The word "instance" marks the lines to keep; find each one in the data and copy it.

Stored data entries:
++++++++

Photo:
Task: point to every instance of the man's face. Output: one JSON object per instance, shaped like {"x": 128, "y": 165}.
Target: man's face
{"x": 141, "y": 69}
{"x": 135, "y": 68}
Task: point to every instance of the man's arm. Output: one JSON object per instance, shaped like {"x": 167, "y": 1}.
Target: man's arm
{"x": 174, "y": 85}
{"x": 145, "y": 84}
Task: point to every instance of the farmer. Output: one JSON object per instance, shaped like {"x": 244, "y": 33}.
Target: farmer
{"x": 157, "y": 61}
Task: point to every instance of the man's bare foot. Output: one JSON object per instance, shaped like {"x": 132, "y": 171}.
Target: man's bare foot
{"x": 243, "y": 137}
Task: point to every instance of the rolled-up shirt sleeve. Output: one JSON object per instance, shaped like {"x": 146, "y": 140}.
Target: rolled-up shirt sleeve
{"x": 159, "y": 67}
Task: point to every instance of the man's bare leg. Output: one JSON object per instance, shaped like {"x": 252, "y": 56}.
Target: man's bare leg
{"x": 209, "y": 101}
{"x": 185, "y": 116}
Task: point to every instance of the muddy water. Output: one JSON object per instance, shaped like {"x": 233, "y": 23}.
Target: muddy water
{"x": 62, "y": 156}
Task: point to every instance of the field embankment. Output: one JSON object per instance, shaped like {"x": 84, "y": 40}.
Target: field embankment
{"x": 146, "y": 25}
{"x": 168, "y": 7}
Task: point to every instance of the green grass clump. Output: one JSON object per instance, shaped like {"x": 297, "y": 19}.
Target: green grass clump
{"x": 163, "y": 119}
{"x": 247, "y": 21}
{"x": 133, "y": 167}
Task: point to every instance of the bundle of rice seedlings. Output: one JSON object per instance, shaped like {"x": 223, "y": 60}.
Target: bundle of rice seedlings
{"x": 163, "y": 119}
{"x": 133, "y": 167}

++++++++

SOLUTION FOR THIS PROBLEM:
Task: point to every instance of the man's face. Output: one JSON object per instance, shaped like {"x": 128, "y": 165}.
Task: point to every instance of the man's arm. Output: one JSON object per instance, shaped like {"x": 167, "y": 1}.
Task: point to every instance of the farmer. Output: one JSON object per instance, shaped like {"x": 244, "y": 33}.
Task: point to every instance of the man's bare foot. Output: one JSON object per instance, shaped like {"x": 132, "y": 171}.
Task: point to every instance of the rolled-up shirt sleeve. Output: one JSON object per instance, shaped like {"x": 146, "y": 140}.
Task: point to every instance of the man's bare leg. Output: one JSON object per instance, shaped like {"x": 252, "y": 56}.
Task: point to every instance of the muddy water. Output: one JSON object per instance, shaped like {"x": 233, "y": 23}.
Task: point to every instance of the field embankment. Output: one JSON object per instance, shaped like {"x": 84, "y": 40}.
Task: point to every instance of the green grass clump. Output: one JSON object per instance, shaped like {"x": 297, "y": 19}.
Task: point to every instance of the bundle of rice seedlings. Output: one JSON object per instance, shaped like {"x": 223, "y": 60}.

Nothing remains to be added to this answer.